**GOAL:** Identify each line in the rows below that contains the word "gate" and copy every such line in full. Matching is case-sensitive.

**Entries from a dataset:**
——————
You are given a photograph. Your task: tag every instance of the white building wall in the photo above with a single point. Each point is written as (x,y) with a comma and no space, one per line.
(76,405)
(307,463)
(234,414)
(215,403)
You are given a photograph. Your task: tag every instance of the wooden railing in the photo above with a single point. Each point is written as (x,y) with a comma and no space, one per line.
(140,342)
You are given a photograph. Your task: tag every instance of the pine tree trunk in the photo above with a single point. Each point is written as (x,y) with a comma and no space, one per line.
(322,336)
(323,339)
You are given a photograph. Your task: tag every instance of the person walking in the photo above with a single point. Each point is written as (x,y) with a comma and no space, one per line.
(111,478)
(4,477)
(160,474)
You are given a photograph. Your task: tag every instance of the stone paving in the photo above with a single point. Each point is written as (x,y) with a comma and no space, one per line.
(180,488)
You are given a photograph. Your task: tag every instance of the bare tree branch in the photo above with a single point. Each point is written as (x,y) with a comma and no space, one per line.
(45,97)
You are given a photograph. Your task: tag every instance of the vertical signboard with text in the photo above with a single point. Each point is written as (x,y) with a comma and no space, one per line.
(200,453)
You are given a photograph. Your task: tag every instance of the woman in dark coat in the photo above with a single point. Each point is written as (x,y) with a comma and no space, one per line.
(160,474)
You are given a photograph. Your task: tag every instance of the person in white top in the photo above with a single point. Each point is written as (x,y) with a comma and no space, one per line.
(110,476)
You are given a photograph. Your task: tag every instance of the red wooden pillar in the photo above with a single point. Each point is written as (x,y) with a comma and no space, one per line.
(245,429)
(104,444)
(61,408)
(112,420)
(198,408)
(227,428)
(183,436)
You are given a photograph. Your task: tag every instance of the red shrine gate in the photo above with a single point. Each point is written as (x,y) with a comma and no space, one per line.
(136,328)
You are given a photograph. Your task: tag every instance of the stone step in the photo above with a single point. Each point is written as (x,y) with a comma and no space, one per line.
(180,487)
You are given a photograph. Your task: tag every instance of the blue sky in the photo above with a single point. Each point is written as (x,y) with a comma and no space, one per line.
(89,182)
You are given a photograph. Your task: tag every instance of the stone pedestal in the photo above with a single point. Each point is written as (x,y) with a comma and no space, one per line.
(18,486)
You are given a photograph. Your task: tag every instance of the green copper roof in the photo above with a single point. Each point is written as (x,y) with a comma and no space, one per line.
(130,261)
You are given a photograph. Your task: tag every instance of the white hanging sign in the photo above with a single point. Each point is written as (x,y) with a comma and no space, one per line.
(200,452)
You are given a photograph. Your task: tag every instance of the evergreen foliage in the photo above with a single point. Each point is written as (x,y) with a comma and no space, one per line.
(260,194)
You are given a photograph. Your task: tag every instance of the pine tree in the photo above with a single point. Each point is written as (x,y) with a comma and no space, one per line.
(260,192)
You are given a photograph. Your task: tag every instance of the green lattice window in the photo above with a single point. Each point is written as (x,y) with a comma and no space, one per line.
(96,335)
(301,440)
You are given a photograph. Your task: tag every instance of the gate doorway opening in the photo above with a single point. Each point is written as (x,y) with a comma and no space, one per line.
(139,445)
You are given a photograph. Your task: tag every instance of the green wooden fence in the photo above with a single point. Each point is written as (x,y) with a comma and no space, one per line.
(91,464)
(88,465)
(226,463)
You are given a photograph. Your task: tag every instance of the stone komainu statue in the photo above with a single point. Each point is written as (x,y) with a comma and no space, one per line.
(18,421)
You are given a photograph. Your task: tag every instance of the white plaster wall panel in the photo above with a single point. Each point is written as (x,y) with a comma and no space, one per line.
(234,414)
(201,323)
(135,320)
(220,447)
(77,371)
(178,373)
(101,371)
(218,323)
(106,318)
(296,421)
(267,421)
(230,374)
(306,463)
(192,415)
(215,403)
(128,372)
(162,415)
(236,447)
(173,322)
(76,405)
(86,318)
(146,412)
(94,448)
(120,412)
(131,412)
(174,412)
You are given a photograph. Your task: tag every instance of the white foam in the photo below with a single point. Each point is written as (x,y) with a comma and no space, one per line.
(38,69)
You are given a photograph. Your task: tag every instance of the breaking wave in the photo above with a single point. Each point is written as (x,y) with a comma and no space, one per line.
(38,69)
——————
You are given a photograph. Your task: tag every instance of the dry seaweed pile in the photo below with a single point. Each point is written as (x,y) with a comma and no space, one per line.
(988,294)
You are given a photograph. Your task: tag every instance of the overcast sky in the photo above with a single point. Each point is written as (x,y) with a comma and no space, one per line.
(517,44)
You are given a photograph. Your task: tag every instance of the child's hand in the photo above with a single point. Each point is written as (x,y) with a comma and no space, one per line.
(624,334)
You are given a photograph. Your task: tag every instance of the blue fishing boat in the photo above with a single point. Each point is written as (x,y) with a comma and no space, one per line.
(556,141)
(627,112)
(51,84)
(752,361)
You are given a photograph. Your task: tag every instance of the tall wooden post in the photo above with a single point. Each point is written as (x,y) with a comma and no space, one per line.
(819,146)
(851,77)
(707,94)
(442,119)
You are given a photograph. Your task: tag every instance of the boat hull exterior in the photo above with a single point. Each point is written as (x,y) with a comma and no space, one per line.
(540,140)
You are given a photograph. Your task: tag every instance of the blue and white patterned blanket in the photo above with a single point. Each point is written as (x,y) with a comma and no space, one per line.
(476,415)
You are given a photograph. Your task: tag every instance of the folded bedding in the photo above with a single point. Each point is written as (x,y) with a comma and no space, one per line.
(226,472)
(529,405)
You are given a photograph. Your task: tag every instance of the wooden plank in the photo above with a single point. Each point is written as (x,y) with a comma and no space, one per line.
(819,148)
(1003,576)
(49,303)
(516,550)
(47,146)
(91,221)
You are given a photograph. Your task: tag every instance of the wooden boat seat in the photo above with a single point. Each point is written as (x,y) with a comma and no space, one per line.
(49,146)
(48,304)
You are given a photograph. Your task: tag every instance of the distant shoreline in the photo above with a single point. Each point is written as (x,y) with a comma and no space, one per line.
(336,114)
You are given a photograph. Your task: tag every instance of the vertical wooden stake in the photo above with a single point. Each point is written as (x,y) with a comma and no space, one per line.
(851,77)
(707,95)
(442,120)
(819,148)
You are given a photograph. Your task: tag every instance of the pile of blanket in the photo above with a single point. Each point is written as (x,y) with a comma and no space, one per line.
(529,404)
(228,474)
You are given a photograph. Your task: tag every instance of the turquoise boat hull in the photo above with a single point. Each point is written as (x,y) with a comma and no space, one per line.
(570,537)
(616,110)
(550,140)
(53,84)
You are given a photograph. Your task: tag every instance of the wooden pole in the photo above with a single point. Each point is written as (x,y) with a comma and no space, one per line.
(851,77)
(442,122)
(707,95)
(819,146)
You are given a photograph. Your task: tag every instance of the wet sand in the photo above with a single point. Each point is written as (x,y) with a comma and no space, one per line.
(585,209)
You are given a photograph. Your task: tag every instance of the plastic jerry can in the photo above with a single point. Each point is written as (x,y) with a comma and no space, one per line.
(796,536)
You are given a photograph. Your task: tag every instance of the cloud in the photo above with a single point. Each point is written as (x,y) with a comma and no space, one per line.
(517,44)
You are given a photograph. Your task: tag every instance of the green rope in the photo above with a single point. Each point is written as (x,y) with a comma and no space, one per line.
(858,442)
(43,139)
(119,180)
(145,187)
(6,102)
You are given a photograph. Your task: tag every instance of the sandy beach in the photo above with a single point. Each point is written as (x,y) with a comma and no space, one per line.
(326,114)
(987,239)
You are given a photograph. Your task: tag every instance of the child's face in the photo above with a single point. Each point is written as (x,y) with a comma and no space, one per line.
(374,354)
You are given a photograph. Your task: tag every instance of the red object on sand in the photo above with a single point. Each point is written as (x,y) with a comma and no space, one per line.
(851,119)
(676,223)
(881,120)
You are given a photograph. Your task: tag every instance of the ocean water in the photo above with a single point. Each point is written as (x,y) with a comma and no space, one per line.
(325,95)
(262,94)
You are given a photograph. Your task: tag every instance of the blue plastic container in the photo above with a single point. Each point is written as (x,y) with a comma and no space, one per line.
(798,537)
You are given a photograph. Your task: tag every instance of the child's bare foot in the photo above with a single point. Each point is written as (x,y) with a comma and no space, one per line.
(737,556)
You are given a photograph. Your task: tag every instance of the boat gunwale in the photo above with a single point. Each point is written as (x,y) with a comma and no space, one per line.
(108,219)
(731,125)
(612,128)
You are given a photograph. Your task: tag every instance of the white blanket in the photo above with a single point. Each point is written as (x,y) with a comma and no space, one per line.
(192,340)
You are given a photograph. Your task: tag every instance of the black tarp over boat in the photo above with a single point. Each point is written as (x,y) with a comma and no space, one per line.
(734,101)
——————
**SOLUTION BELOW:**
You are given a photograph. Your task: tag every instance of the red shrine gate in the photo above with a single point. Each point is written as (x,y) with a comma and no space, one per line.
You are given a photograph. Your task: tag every instance of the gate doorway opening in the photo above with a single point. Each point is written as (x,y) with a comma and no space, one per line.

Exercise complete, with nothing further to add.